---
###### tags: `sysprog2021q1`
---
# 2021q1 Homework1 (lab0)
contributed by < `93i7xo2` >
> Source: [lab-0](https://hackmd.io/@sysprog/linux2021-lab0)
## To-Do List
- [ ] 研讀論文 [Dude, is my code constant time?](https://eprint.iacr.org/2016/1123.pdf),解釋本程式的 "simulation" 模式是如何透過以實驗而非理論分析,達到驗證時間複雜度,需要解釋 [Student's t-distribution](https://en.wikipedia.org/wiki/Student%27s_t-distribution) 及程式實作的原理。注意:現有實作存在若干致命缺陷,請討論並提出解決方案;
- [ ] 開啟 [Address Sanitizer](https://github.com/google/sanitizers/wiki/AddressSanitizer),修正 `qtest` 執行過程中的錯誤
* 先執行 `qtest` 再於命令提示列輸入 `help` 命令,會使 開啟 [Address Sanitizer](https://github.com/google/sanitizers/wiki/AddressSanitizer) 觸發錯誤,應予以排除
- [ ] 解釋 [select](http://man7.org/linux/man-pages/man2/select.2.html) 系統呼叫在本程式的使用方式,並分析 [console.c](https://github.com/sysprog21/lab0-c/blob/master/console.c) 的實作,說明其中運用 CS:APP [RIO 套件](http://csapp.cs.cmu.edu/2e/ch10-preview.pdf) 的原理和考量點。可對照參考 [CS:APP 第 10 章重點提示](https://hackmd.io/@sysprog/H1TtmVTTz) :arrow_forward: 為避免「舉燭」,請比照 `qtest` 實作,撰寫獨立的終端機命令解譯器 (可建立新的 GitHub repository)

:::::

你的任務. 請一字不改地引用上方原文中的一段,從「## To-Do List」開始,到「(可建立新的 GitHub repository)」結束。

:::::

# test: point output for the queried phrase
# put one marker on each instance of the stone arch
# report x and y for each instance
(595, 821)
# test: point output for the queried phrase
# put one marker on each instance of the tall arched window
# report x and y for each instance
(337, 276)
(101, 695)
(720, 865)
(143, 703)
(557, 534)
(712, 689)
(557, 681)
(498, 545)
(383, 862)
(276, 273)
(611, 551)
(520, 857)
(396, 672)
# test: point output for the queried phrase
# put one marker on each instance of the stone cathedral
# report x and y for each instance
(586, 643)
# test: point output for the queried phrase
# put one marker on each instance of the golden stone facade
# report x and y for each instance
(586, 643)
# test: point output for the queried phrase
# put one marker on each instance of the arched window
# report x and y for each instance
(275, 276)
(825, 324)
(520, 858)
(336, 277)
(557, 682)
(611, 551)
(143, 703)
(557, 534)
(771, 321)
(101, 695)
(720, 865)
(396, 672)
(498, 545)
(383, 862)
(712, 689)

:::::

解答示範.
## To-Do List
- [ ] 研讀論文 [Dude, is my code constant time?](https://eprint.iacr.org/2016/1123.pdf),解釋本程式的 "simulation" 模式是如何透過以實驗而非理論分析,達到驗證時間複雜度,需要解釋 [Student's t-distribution](https://en.wikipedia.org/wiki/Student%27s_t-distribution) 及程式實作的原理。注意:現有實作存在若干致命缺陷,請討論並提出解決方案;
- [ ] 開啟 [Address Sanitizer](https://github.com/google/sanitizers/wiki/AddressSanitizer),修正 `qtest` 執行過程中的錯誤
* 先執行 `qtest` 再於命令提示列輸入 `help` 命令,會使 開啟 [Address Sanitizer](https://github.com/google/sanitizers/wiki/AddressSanitizer) 觸發錯誤,應予以排除
- [ ] 解釋 [select](http://man7.org/linux/man-pages/man2/select.2.html) 系統呼叫在本程式的使用方式,並分析 [console.c](https://github.com/sysprog21/lab0-c/blob/master/console.c) 的實作,說明其中運用 CS:APP [RIO 套件](http://csapp.cs.cmu.edu/2e/ch10-preview.pdf) 的原理和考量點。可對照參考 [CS:APP 第 10 章重點提示](https://hackmd.io/@sysprog/H1TtmVTTz) :arrow_forward: 為避免「舉燭」,請比照 `qtest` 實作,撰寫獨立的終端機命令解譯器 (可建立新的 GitHub repository)